__YOUR TASK__:
Copy the data below line for line, changing nothing.

Saved entries
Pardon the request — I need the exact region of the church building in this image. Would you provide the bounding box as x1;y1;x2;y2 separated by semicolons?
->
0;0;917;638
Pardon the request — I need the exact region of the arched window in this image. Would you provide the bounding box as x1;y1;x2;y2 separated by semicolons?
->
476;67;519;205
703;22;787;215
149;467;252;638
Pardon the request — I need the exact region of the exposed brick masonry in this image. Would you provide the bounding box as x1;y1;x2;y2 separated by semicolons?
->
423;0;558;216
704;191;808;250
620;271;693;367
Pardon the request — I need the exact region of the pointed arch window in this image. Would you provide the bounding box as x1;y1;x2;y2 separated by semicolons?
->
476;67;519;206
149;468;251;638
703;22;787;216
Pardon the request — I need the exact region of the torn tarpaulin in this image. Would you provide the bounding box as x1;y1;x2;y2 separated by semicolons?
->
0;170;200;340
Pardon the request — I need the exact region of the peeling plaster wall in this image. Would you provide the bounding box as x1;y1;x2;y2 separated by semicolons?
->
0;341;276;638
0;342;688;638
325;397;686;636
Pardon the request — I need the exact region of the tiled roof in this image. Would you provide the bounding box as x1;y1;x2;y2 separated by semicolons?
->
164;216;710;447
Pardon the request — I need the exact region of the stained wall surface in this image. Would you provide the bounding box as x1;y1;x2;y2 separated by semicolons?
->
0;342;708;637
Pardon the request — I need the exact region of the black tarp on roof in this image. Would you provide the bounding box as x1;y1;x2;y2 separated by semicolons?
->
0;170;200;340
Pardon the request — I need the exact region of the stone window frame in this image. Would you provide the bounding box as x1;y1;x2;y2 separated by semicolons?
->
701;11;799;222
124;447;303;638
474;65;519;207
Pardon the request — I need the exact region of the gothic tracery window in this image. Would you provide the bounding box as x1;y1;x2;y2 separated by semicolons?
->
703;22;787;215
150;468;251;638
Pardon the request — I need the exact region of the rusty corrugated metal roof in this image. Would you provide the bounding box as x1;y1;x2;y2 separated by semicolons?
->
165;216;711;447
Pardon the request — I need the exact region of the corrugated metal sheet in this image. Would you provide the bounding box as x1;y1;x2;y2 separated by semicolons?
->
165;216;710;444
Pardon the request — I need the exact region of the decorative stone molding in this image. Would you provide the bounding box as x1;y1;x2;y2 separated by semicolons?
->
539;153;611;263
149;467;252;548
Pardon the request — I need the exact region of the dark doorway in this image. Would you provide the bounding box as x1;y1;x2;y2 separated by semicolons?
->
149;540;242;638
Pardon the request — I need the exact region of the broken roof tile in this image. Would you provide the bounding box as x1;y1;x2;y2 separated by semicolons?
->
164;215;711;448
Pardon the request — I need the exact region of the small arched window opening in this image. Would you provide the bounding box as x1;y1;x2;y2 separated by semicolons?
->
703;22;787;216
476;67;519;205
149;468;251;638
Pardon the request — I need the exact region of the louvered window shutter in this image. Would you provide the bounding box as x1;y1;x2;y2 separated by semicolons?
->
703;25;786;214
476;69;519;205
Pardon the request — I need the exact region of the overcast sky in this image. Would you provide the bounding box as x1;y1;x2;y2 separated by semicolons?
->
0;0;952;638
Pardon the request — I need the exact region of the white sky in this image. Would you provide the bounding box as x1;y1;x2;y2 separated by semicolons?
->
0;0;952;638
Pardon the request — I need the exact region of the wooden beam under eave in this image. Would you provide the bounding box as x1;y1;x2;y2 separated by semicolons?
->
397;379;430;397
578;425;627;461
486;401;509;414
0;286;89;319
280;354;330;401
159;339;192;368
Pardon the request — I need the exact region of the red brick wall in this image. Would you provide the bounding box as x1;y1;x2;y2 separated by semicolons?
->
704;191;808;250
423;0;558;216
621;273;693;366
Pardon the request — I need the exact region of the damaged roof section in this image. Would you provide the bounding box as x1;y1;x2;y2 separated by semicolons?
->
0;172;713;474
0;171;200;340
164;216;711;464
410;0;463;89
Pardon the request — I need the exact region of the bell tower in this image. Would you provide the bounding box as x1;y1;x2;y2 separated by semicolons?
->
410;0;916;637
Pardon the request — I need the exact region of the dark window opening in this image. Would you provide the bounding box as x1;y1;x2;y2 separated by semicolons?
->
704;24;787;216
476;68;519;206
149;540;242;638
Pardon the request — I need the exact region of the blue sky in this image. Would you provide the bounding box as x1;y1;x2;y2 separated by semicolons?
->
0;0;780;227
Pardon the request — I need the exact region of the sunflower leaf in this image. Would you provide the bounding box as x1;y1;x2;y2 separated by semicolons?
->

__PROBLEM SOLUTION__:
Pardon the request — I need the exact region of the church building in this image. Would you provide the bounding box as x1;y1;x2;y2 separated by semicolons?
->
0;0;917;638
Pardon the request — I need the exact region of the arched window in this image. Would you provide the bounding box as x1;y1;x2;y2 separated by semicolons?
->
476;67;519;205
703;22;787;215
149;467;252;638
Pardon the request — I need the exact region of the exposed brick masonry in this image. Would you provide the bounding box as x1;y1;x2;y2 separated by semicolons?
->
423;0;558;216
704;191;808;250
620;271;693;367
Pardon the request — I need the exact region of the pointed arch window in this image. Would you provide the bounding box as x1;y1;x2;y2 separated by semicolons?
->
476;67;519;206
149;468;251;638
703;22;787;216
Pardon the request — I need the exact region of the torn tarpaulin in this image. Would you provide the bounding box as x1;y1;x2;y2 separated by semicolons?
->
0;170;200;340
Pardon the request — I need the exact region of the peeling plaster wall in this image. Would you provide the bounding box as x1;y1;x2;y2 separated by semicolons?
->
0;341;276;638
0;342;688;638
325;397;686;636
Pardon the request — I need the exact region of the tiled roof in this image. Would you provide the bounding box as x1;y1;x2;y2 separated by semicolons?
->
164;216;710;447
Pardon the request — I need the exact region of the stained wall surface in this image. Would you provide the bounding box as x1;y1;x2;y2 separated by semicolons?
->
0;342;708;637
Pardon the request — I need the exact region of the black tarp on roof in this image. Would you provide the bounding box as x1;y1;x2;y2 separated by semicolons?
->
0;170;200;340
Pardon the request — I need the exact region of the stone window frame in this image. Would you provide the bounding box as x1;y1;x2;y2 separated by semicolons?
->
701;11;799;222
124;447;303;638
474;65;519;207
Pardon the request — I need the exact region of the gothic tracery window in this image. Would you provide the bounding box as x1;y1;x2;y2 separated by semicolons?
->
703;22;787;215
150;468;251;638
Pardon the request — I need the exact region of the rusty corrugated metal roof in this image. Would you provide the bounding box as x1;y1;x2;y2 separated by semicolons?
->
165;216;711;447
Pardon the request — I need the exact region of the corrugated metal sheet in this image. Would you provide the bounding box as x1;y1;x2;y2 separated by semicolons?
->
165;216;710;444
Pardon the request — I need the exact region of the decorative stone molding in this image. Would you provide the bounding box as x1;y1;x2;y2 separated by semicolons?
->
539;153;611;263
149;467;252;548
Pardon the request — I need the exact region of the dark doorway in this image. Would you provide the bounding box as x1;y1;x2;y2 separated by semicolons?
->
149;540;242;638
Pardon the request — I need the exact region of the broken roof tile in this image. Would you provide the bounding box as x1;y1;x2;y2 separated by semicolons?
->
164;215;711;448
Pardon the request — I need the exact region of the small arched window opening in this image. Would you provide the bounding box as x1;y1;x2;y2 separated by semicolons?
->
703;22;787;216
476;67;519;205
149;468;251;638
Pardon the request — I need the exact region of the louvered window shutter in this image. Would you provide the bounding box as x1;y1;x2;y2 separated by semicolons?
->
703;25;786;214
476;69;519;205
Pardon the request — I need the exact region of the overcast sky in this image. Would you provide the bounding box as x1;y1;x2;y2 separated by semicolons?
->
0;0;952;638
Pardon the request — I need the exact region of the white sky in this image. Would you provide the bounding box as x1;y1;x2;y2 separated by semicolons?
->
0;0;952;638
Pardon the request — I need the exact region of the wooden beam under eave in this image. Would you provide the bounding box as x1;y1;x2;y2 separated by semicolons?
->
397;379;430;397
578;425;627;461
486;401;509;414
0;286;89;319
280;354;330;401
159;339;192;368
Pardon the request — I need the exact region of the red brick wall in this image. Would you provide the bounding box as x1;y1;x2;y2 separated by semicolons?
->
704;191;808;250
423;0;558;216
621;273;693;366
Pardon the request — I need the exact region of the damaged roof section in this image. Would you provide the bounding box as x1;y1;x2;y2 separated by semicolons?
->
0;172;713;474
0;171;200;340
164;216;711;464
410;0;463;89
Pardon the request — I need the exact region of the bell tower in this image. Would you provide the bounding box as x1;y1;x2;y2 separated by semicolons?
->
410;0;916;637
Pardon the request — I need the exact region of the dark window opening in this image. Would you provide the bounding box as x1;y1;x2;y2 separated by semicolons?
->
704;24;787;216
476;68;519;206
149;540;242;638
Pardon the request — I need the exact region of the blue sky in this image. Would you provide the bounding box as x1;y1;x2;y2 separated by semicolons?
->
0;0;780;227
Pardon the request — I need the exact region of the sunflower leaf in this image. Would you provide the bounding box as x1;y1;x2;y2 separated by semicolons?
->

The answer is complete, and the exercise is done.